▸ **Text**:
************

# Flyer Treadmill



## flyernut (Oct 31, 2010)

As promised, here's a few pix of my treadmill. It will handle any steam engine, but I'm not sure of the diesels. My 355's seem to fit however. On the left side is where I put the tender, which I can trouble shoot as well as run the engine. I have a bumper on the end to be sure I'm getting power first. Wires run under the wood and soldered into the ends. I made the little bearing mounts from bearings I got at work,when I worked, mounted into angle aluminum. They are stationary, but you just move the engine unto different bearing blocks to compensate for different engines. It seems to work ok, as I can high ball any engine on the mill and it won't wobble off.I know there's easier ways to watch the loco work, but I have time on my hands,(I'm disabled, 100%), and I like to putter. I also have the same set-up for my O gauge stuff, with movable bearing mounts. I have many loco's, including diesels, Northerns, an Allegheny, and a Big Boy. It's impressive to watch that Big Boy just fly on the mill. Also shown are the cars I scored last night, along with all the other stuff I got. The cars are now all cleaned, oiled, and ready to run. They are all complete, with nothing broken. Also shown is a tender I have that's needs a new 302 to play with.


----------



## tjcruiser (Jan 10, 2010)

Flyer,

Nice setup! Looks like a very functional service tool. Well done.

TJ


----------



## imatt88 (Jan 31, 2010)

Cool, gotta get me one of those:laugh:


----------



## Reckers (Oct 11, 2009)

I'm just thinking how cool it would be to have one of those with an extension behind the tender for a guinea pig to endlessly chase the train!


----------



## flyernut (Oct 31, 2010)

Reckers said:


> I'm just thinking how cool it would be to have one of those with an extension behind the tender for a guinea pig to endlessly chase the train!


Looks like I'm in the right forum,lol..


----------



## Reckers (Oct 11, 2009)

Rodents like to have fun with trains, too!


----------



## tjcruiser (Jan 10, 2010)

Reckers said:


> Rodents like to have fun with trains, too!


:thumbsup:


----------



## SkyArcher (Oct 20, 2010)

Wow, Tj, that is REALLY cool!!


----------



## flyernut (Oct 31, 2010)

Beautiful!! There's a guy here in town selling all his train stuff, and I believe there's a bunch of Marx in there. Here's where to go.... craigslist... rochester New York... put in trains in the search box


----------



## tjcruiser (Jan 10, 2010)

SkyArcher said:


> Wow, Tj, that is REALLY cool!!


Yeah, I wish it was mine. These prewar Lionel Mickey Mouse Circus sets go for big bucks.

TJ


----------



## T-Man (May 16, 2008)

It looks like it will hold a tank. I like the idea.
I can see machinists written all over it.


----------

************

▸ **Provided data**:
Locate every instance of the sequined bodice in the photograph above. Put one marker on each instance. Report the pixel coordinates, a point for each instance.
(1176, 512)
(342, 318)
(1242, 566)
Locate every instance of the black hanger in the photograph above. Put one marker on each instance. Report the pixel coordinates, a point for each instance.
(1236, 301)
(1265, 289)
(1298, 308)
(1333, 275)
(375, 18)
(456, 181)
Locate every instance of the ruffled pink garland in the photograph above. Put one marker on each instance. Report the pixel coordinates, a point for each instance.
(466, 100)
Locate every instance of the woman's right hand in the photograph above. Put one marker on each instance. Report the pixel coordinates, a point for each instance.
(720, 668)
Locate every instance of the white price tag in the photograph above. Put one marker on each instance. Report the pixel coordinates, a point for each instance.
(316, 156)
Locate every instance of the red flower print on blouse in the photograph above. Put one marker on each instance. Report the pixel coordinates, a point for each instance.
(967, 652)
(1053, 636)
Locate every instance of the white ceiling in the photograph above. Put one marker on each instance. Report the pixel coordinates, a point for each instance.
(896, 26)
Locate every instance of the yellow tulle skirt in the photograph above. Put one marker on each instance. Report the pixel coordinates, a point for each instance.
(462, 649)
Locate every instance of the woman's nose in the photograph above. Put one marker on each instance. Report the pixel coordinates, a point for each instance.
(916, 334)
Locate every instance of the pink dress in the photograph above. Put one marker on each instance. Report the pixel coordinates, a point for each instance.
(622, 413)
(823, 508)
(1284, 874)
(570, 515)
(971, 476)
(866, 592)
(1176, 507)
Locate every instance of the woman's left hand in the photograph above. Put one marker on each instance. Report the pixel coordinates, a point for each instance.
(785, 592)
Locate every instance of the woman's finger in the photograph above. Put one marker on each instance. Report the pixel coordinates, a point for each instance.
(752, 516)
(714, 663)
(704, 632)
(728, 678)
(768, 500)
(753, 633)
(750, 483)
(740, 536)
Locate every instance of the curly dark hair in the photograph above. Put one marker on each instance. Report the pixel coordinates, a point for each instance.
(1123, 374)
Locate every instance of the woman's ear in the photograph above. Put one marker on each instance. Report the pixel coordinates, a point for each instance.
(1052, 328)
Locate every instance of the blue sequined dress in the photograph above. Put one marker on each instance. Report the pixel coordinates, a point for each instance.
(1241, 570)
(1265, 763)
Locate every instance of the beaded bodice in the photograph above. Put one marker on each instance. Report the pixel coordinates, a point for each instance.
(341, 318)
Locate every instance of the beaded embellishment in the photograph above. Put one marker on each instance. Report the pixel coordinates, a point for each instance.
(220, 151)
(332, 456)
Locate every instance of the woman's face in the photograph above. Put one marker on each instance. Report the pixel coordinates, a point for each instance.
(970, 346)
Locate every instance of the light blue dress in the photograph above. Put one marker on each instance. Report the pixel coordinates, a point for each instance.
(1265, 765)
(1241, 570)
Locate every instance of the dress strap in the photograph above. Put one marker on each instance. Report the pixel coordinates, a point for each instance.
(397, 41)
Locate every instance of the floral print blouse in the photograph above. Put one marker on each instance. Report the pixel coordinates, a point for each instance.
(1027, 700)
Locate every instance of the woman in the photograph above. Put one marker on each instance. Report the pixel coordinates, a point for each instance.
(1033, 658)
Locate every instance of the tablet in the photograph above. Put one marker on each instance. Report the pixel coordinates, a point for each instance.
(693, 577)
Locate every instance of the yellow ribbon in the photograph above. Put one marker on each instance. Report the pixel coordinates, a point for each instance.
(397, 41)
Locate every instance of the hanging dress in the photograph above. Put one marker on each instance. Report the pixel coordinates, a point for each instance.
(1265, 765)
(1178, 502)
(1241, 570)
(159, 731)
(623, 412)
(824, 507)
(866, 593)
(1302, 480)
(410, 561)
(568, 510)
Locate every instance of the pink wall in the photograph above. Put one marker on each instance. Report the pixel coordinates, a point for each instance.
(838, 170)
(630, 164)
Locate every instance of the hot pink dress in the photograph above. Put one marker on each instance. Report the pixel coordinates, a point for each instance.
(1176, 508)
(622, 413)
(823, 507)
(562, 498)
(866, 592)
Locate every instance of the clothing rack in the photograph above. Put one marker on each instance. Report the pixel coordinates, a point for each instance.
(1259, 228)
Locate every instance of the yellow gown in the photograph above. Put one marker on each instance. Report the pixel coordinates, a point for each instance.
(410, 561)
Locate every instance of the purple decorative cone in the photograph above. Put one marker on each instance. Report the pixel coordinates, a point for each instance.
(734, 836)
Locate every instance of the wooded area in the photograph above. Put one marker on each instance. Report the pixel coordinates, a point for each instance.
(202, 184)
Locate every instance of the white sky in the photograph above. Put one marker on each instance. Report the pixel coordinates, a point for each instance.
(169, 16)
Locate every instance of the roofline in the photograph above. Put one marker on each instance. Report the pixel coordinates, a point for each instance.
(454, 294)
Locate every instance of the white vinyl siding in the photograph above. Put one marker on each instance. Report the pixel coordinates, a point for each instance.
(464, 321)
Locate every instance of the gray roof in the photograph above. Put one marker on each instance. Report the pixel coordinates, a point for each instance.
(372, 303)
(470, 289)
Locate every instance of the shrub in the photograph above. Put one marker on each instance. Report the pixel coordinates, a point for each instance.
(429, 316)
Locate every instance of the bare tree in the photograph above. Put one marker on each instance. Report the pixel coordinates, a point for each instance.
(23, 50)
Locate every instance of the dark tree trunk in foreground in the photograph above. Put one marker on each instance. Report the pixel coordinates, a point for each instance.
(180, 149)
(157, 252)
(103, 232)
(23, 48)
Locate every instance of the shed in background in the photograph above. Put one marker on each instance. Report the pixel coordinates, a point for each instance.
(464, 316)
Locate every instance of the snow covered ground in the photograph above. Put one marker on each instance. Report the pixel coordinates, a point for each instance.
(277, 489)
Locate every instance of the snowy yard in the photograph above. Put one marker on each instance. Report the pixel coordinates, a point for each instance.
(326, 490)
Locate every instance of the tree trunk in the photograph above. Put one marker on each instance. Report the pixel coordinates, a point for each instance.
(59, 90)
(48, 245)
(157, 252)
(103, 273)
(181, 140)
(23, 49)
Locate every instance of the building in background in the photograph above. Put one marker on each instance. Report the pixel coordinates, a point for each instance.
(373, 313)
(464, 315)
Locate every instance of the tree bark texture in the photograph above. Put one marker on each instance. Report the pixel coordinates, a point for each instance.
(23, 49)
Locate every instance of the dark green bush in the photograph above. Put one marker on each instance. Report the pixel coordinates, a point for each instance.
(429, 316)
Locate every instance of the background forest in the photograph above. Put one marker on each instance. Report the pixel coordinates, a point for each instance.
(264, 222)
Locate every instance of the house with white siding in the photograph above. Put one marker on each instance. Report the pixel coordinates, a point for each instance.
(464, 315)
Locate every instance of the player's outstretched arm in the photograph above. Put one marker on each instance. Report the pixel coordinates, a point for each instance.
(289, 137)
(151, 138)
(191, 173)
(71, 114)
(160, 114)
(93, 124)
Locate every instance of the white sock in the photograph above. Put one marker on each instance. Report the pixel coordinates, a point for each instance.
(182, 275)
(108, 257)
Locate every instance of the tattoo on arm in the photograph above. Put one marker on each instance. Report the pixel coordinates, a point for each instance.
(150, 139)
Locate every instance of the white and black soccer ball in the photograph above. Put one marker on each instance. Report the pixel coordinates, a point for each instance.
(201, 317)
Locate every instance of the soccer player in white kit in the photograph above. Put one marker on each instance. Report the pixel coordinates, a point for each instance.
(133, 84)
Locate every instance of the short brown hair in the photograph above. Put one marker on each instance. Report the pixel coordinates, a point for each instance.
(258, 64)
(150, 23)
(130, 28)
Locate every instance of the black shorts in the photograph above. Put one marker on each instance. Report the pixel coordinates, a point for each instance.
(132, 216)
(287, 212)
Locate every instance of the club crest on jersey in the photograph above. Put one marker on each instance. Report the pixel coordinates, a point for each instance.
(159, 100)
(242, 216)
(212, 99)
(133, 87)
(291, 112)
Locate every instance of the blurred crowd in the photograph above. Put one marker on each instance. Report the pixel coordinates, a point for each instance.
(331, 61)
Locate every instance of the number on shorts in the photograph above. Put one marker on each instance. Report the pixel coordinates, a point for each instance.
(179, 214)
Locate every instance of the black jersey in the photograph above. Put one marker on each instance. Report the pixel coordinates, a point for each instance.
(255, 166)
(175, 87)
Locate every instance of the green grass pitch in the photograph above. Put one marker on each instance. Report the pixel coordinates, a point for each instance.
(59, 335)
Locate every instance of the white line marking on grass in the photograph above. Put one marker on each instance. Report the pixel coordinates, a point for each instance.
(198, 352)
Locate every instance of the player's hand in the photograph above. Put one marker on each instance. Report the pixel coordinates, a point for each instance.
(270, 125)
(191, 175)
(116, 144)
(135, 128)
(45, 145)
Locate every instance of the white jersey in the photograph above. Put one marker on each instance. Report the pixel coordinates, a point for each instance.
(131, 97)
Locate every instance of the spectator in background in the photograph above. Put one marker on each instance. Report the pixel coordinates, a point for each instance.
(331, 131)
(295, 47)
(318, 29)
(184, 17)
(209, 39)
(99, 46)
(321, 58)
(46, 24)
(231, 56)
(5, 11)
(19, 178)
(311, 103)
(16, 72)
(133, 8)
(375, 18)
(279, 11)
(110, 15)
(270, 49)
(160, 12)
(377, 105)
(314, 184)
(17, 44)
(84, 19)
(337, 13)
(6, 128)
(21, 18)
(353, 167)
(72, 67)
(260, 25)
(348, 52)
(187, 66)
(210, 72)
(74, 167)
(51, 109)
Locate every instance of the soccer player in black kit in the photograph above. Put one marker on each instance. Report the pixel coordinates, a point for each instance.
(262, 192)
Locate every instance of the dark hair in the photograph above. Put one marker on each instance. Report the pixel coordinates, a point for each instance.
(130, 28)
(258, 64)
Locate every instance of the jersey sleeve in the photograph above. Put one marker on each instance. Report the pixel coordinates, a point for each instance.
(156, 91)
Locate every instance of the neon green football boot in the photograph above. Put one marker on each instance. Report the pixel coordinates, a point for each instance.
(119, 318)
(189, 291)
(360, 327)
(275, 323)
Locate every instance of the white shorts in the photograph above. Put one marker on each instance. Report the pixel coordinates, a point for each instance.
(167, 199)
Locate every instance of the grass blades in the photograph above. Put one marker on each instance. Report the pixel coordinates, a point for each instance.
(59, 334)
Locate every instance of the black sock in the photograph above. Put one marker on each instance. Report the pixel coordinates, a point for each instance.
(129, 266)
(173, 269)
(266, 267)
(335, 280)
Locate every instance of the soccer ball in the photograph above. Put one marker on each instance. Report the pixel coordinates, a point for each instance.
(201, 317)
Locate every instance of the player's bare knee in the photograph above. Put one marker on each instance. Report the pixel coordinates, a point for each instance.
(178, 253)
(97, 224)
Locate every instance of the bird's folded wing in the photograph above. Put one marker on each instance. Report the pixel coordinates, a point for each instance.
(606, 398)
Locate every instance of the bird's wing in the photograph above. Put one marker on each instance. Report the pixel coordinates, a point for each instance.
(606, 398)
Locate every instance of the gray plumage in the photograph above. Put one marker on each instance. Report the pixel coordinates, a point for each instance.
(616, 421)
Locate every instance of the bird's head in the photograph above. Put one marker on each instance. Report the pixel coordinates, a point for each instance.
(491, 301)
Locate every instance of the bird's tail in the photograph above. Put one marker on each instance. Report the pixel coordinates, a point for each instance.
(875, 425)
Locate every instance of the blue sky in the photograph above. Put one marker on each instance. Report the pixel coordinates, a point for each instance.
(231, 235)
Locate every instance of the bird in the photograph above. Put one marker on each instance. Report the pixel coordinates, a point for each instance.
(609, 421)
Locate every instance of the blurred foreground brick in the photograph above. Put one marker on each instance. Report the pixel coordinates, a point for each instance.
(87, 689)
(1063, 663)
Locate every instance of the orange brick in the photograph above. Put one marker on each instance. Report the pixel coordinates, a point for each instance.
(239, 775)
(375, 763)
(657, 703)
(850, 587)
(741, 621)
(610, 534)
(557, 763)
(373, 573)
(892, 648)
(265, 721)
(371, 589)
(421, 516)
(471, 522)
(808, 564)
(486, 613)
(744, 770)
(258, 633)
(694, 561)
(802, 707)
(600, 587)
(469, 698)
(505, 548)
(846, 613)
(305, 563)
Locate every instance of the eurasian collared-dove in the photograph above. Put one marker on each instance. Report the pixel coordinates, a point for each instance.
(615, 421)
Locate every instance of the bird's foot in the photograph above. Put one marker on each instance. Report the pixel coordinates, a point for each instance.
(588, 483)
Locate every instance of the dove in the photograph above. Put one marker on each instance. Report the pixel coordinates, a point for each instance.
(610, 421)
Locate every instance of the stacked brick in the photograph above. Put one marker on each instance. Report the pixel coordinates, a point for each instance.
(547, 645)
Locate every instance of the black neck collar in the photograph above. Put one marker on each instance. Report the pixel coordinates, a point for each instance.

************

▸ **Exercise set**:
1. In the treadmill thread, what did flyernut mount the bearings in to make the little bearing mounts?
2. From the records, copy out the stretch from the line containing "Locate every instance of the blue sequined" through the line containing "(1265, 763)".

▸ **Responses by task**:
1. Angle aluminum.

2.
Locate every instance of the blue sequined dress in the photograph above. Put one marker on each instance. Report the pixel coordinates, a point for each instance.
(1241, 570)
(1265, 763)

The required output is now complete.